• **What to do**: Reproduce each of the following items verbatim, line for line, omitting the pictures from your output.

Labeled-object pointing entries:
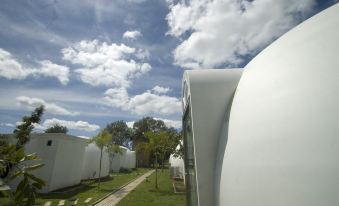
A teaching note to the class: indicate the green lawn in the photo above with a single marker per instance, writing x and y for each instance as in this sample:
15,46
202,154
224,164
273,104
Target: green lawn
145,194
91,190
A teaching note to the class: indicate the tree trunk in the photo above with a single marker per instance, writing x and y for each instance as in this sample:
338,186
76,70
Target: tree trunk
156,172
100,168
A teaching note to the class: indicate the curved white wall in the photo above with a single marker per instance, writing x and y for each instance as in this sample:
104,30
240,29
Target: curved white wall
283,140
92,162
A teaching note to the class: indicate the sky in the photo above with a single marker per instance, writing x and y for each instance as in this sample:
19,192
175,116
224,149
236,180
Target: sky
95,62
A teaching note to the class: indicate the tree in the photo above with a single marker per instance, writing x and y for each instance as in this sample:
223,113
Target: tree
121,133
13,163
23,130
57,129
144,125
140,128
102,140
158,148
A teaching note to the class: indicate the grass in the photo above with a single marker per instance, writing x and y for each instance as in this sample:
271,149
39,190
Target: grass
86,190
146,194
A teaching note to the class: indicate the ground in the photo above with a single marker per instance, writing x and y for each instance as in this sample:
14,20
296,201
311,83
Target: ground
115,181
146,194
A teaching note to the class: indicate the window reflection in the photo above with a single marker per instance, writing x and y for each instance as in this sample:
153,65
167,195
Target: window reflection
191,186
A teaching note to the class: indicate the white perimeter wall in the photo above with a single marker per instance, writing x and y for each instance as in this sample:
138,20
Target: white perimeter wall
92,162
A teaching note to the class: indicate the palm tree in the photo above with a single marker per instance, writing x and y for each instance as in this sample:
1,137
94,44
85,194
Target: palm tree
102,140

• **Solution**:
A teaching note to the class: indicate the green lawn in the photo above with a single marker per instance, writing x and y for each instance as in this sample:
15,46
202,154
224,164
273,104
Target: green lawn
145,194
91,190
A teaching note to the class: indicate the tree trunk in the photo above with a single marker per instance, writing x and y for each instance as in this sample:
338,186
76,70
Target: tree trunk
156,172
100,168
A teaching note to the class: indicate the curved white wall in the photo above with a single marker per instance, writing x and y for each instance as in this sample:
104,30
240,29
Target: curved white wall
283,140
92,162
A teaching note to the class: indicate the sky in the photo above with a single marker per instance, writing x and y for each instance as in this sample:
19,192
175,116
224,149
236,180
Target: sky
95,62
A teaching note to the class: indicate the tree in the photo above with a single marker per instance, writing x and y for each instance as in this sample:
223,113
Target: tree
121,133
13,163
23,130
57,129
144,125
140,128
102,140
158,148
A teaching note to the class: indicate the grass in the photo above with a single marker per instance, writing x and y for each instance as in this sample:
271,149
39,190
Target: grass
86,190
146,194
A teaching note to the class: indicate the ground in the photo above with a single marker per instance, writing x and y for each instance as in this sample:
14,20
296,201
311,83
Target: ground
115,181
146,194
A teaching note to the class: indicate the window reflection in the photo above with a single marker per instance, writing x and y for each instance as in this sample:
153,65
167,195
Target: window reflection
191,186
A teaching note to the class: indicate the white perimeter wall in the photo above with a single marker per instance, writing x and y for each instance as in this sample:
138,20
Target: white perimeter wall
92,162
A teaching note to the class: indicate the palm tree in the photo above with a single marker per instance, writing x and y for each instance as in this sample:
1,137
94,44
85,194
Target: palm tree
102,140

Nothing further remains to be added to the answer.